> [Provided passage]:
Sending Digital signal to specified GPIO pin

Hello Brandon,

Information needed here would be how many pins do the DAC need for sending the data?

How is the DAC expecting the continuous data, is there a clock, load pin and  a timing diagram would be useful

Regards

Amit

Brandon Autrey said:

DSP library outputs a float value so I assume that for the DAC to work it would need to be an integer.

In addition to the good guidance passed by friend Amit - has any DAC - by any maker - at any time - supported the resolution demanded by a, "float?"  Thus - your generation of a float forces (necessary) added processing to massage said float value into the best match to the DAC's resolution.  (i.e. "float to nearest integer conversion" most always required)

DACs range in resolution (today/usually) from 8 to 14 bits with 12 bits best matching your MCU's ADC.  (although I'd not quite, "bet the farm" on any MCU's 3 lsb - thus a 10 bit DAC should serve nicely)  Suspect an I2C or SPI based DAC will avoid the necessity/burden of, "10 data lines + strobes" signal transfer - between MCU & DAC. 

And - simplest for you if chosen DAC includes a buffered output - saving you the cost/size of adding an op-amp to "beef up" an often ill-fated, high impedance, DAC output.  C'est tres facile - mais oui, mon ami...

Sorry for the very vague question.  I talked to my teammate and we are using a AD5660 DAC.  This has a 3 wire serial interface that is compatible with SPI, QSPI, and MICROWIRE.  It includes a buffered amplifier output and 16 bits of resolution.  

I tried to get the SSI working on the by connecting to another Tiva C Series board.  I used SSI mode 1 with the pins PF0 to PF3.  

Tx -> Rx

Clk -> Clk

Fss -> Fss

But nothing was being received.  I looked at the FIFO register (SSI_DR) during debug mode using breakpoints, and it showed as all 0's.  If I'm sending data through the Tx pin, shouldn't it copy the value it send to this register and then send it out the pin?  So therefore it should read the value I am about to send.  

I pasted all the relevant code below.  Is there anything you can suggest to me to fix this?

It seems as though this post is describing the exact problem I'm having, but has no solution: http://e2e.ti.com/support/microcontrollers/tiva_arm/f/908/t/309096.aspx

/*
 * Sends data to the external DAC
 * Uses example code from spi_master.c in TivaWare Examples
 */
void initSPI() {

	//
	// The SSI1 peripheral must be enabled for use.
	//
	SysCtlPeripheralEnable(SYSCTL_PERIPH_SSI1);

	//
	// For this example SSI1 is used with PortF[0:3].  The actual port and pins
	// used may be different on your part, consult the data sheet for more
	// information.  GPIO port F needs to be enabled so these pins can be used.
	//
	SysCtlPeripheralEnable(SYSCTL_PERIPH_GPIOF);

	//
	// Configure the pin muxing for SSI1 functions on port 0 - 3.

> [Given data]:

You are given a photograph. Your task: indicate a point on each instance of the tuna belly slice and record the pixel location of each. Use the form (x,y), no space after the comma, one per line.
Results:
...
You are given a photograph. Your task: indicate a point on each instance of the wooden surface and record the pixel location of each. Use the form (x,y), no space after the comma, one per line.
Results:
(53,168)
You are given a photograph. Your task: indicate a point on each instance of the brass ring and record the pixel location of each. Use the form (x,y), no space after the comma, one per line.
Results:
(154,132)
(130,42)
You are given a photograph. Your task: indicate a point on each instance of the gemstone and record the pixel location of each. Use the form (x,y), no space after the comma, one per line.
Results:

> [Exercise tasks]:
**a.** Answer these about the DAC forum thread:
(i) Which DAC model did Brandon's team settle on?
(ii) Which pins were used for SSI mode 1?
(iii) What did the FIFO register (SSI_DR) show during debug mode?
**b.** Can you write the next part of the DAC forum thread, picking up after its final line?
The entries above come from a separate source and have no connection to the DAC forum thread.

> [Results for the exercise]:
**a.**
(i) The AD5660.
(ii) PF0 to PF3.
(iii) All 0's.

**b.**
	// This step is not necessary if your part does not support pin muxing.
	//
	GPIOPinConfigure(GPIO_PF2_SSI1CLK);
	GPIOPinConfigure(GPIO_PF3_SSI1FSS);
	GPIOPinConfigure(GPIO_PF0_SSI1RX);
	GPIOPinConfigure(GPIO_PF1_SSI1TX);

	//
	// Configure the GPIO settings for the SSI pins.  This function also gives
	// control of these pins to the SSI hardware.  Consult the data sheet to
	// see which functions are allocated per pin.
	// The pins are assigned as follows:
	//	PF0 - SSI1Rx
	//	PF1 - SSI1TX
	// 	PF2 - SSI1Ck
	//	PF3 - SSI1Fss
	GPIOPinTypeSSI(GPIO_PORTF_BASE,
			GPIO_PIN_0 | GPIO_PIN_1 | GPIO_PIN_2 | GPIO_PIN_3);

	//
	// Configure and enable the SSI port for SPI master mode.  Use SSI1,
	// system clock supply, idle clock level low and active low clock in
	// freescale SPI mode, master mode, 1MHz SSI frequency, and 8-bit data.
	// For SPI mode, you can set the polarity of the SSI clock when the SSI
	// unit is idle.  You can also configure what clock edge you want to
	// capture data on.  Please reference the datasheet for more information on
	// the different SPI modes.

	// \param ui32Base specifies the SSI module base address.
	// \param ui32SSIClk is the rate of the clock supplied to the SSI module.
	// \param ui32Protocol specifies the data transfer protocol.
	// \param ui32Mode specifies the mode of operation.
	// \param ui32BitRate specifies the clock rate.
	// \param ui32DataWidth specifies number of bits transferred per frame.
	//
	SSIConfigSetExpClk(SSI1_BASE, SysCtlClockGet(), SSI_FRF_MOTO_MODE_0,
			SSI_MODE_MASTER, 1000000, 8);

	//
	// Enable the SSI1 module.
	//
	SSIEnable(SSI1_BASE);
}

int main(void) {
initConsole();
	initSPI();

	uint32_t pui32DataTx[NUM_SSI_DATA];
	uint32_t ui32Index;

	//
	// Initialize the data to send.
	//
	pui32DataTx[0] = 's';
	pui32DataTx[1] = 'p';
	pui32DataTx[2] = 'i';
	//continuously send and receive by SPI
	while (1) {

		//
		// Send 3 bytes of data.
		//
		for (ui32Index = 0; ui32Index < NUM_SSI_DATA; ui32Index++) {
			//
			// Display the data that SSI is transferring.
			//

			//UARTprintf("\nSent: \n");
			//UARTprintf("'%c' ", pui32DataTx[ui32Index]);

			//
			// Send the data using the "blocking" put function.  This function
			// will wait until there is room in the send FIFO before returning.
			// This allows you to assure that all the data you send makes it into
			// the send FIFO.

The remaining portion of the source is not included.